Text provided:
━━━━━━━━

= Phonetic algorithm =

Algorithm for indexing of words by their pronunciation

A phonetic algorithm is an algorithm for indexing of words by their pronunciation. If the algorithm is based on orthography, it depends crucially on the spelling system of the language it is designed for: as most phonetic algorithms were developed for English they are less useful for indexing words in other languages. Because English spelling varies significantly depending on multiple factors, such as the word's origin and usage over time and borrowings from other languages, phonetic algorithms necessarily take into account numerous rules and exceptions. More general phonetic matching algorithms take articulatory features into account

Phonetic search has many applications, and one of the early use cases has been that of trademark search to ensure that newly registered trade marks do not risk infringing on existing trademarks by virtue of their pronunciation.

==Algorithms==
Among the best-known phonetic algorithms are:

- Soundex, which was developed to encode surnames for use in censuses. Soundex codes are four-character strings composed of a single letter followed by three numbers.
- Daitch–Mokotoff Soundex, which is a refinement of Soundex designed to better match surnames of Slavic and Germanic origin. Daitch–Mokotoff Soundex codes are strings composed of six numeric digits.
- Cologne phonetics: This is similar to Soundex, but more suitable for German words.
- Metaphone and Double Metaphone which are suitable for use with most English words, not just names. Metaphone algorithms are the basis for many popular spell checkers.
- New York State Identification and Intelligence System (NYSIIS), which maps similar phonemes to the same letter. The result is a string that can be pronounced by the reader without decoding.
- Match Rating Approach developed by Western Airlines in 1977 - this algorithm has an encoding and range comparison technique.
- Caverphone, created to assist in data matching between late 19th century and early 20th century electoral rolls, optimized for accents present in parts of New Zealand.

━━━━━━━━

Tasks to perform:
1) According to the phonetic algorithm text, who developed the Match Rating Approach, and in what year?
2) Please reproduce everything in the phonetic algorithm text from "- Metaphone and" down to "of New Zealand.".
3) Name every algorithm listed under the "Algorithms" heading of the phonetic algorithm text.
Answer from the phonetic algorithm text alone.

Dataset extract:

━━━━━━━━

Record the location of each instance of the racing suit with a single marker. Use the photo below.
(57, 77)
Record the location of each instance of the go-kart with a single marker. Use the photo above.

━━━━━━━━

Answers to the exercise:
1) Western Airlines, in 1977.

2)
- Metaphone and Double Metaphone which are suitable for use with most English words, not just names. Metaphone algorithms are the basis for many popular spell checkers.
- New York State Identification and Intelligence System (NYSIIS), which maps similar phonemes to the same letter. The result is a string that can be pronounced by the reader without decoding.
- Match Rating Approach developed by Western Airlines in 1977 - this algorithm has an encoding and range comparison technique.
- Caverphone, created to assist in data matching between late 19th century and early 20th century electoral rolls, optimized for accents present in parts of New Zealand.

3) Soundex, Daitch–Mokotoff Soundex, Cologne phonetics, Metaphone, Double Metaphone, New York State Identification and Intelligence System (NYSIIS), Match Rating Approach, Caverphone